- WHAT YOU HAVE TO DO:
Copy the records from the line containing "Traffic incident detector — please mark the tree" through the line containing "[0,218,265,298]", keeping every line and shifting each box coordinate by -32.

- EXCERPTED RECORDS:
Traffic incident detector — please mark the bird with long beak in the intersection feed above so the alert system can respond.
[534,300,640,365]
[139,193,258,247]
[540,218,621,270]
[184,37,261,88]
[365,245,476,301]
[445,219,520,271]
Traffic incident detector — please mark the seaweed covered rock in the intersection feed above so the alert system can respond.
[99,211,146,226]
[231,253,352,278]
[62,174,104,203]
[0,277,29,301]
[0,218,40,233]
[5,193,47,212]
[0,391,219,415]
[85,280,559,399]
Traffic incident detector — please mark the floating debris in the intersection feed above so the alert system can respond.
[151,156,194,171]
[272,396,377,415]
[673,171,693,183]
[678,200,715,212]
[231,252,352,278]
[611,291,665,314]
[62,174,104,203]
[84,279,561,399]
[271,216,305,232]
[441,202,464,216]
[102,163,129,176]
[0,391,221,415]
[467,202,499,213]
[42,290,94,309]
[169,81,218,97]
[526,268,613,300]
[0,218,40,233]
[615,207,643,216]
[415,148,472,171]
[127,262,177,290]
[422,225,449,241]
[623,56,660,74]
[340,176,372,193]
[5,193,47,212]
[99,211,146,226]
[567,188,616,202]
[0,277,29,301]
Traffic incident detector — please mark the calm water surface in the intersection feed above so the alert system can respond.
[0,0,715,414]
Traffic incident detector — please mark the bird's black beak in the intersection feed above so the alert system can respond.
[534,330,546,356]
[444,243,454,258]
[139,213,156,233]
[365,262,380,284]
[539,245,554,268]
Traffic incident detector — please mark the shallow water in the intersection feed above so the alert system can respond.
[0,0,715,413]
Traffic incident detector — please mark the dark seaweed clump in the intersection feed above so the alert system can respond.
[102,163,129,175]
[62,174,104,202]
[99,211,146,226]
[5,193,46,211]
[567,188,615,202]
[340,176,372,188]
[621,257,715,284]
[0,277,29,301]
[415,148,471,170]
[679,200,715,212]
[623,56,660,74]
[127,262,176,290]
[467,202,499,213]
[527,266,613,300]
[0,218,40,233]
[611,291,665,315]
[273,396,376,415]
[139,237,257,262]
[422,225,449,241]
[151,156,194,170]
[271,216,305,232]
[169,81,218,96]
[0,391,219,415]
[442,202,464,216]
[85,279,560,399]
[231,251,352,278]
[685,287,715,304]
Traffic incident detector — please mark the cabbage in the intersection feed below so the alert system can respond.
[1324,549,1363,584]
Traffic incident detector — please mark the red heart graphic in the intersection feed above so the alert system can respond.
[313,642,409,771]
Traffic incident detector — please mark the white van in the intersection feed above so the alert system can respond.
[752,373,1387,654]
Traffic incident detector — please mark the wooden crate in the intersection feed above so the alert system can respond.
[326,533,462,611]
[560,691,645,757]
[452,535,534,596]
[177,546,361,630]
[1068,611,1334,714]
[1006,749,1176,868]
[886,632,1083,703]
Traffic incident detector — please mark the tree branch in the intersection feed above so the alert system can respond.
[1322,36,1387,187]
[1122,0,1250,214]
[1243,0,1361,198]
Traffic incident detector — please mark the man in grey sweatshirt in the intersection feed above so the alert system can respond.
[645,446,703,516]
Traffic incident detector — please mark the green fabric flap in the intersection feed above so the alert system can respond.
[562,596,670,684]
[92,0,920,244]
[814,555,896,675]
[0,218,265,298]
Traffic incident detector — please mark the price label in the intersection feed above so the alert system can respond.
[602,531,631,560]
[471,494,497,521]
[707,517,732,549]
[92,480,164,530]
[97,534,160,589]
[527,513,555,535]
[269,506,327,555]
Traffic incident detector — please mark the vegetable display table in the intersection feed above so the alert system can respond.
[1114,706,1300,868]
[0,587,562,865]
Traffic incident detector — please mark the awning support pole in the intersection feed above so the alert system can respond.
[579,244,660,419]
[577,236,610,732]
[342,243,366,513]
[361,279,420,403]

- FINAL RESULT:
Traffic incident detector — please mark the tree branch in the intersection feed above so the alert system can respond.
[1290,4,1355,155]
[1090,-32,1218,182]
[1211,-32,1329,166]
Traffic incident detector — please mark the man in grey sweatshirt in the intersection feed above so the alert system can respond.
[613,414,671,484]
Traffic incident detector — please mark the green fabric flap in the intersection feed above so the alert system can respond.
[530,564,638,652]
[60,-32,888,212]
[782,523,864,643]
[-32,186,233,266]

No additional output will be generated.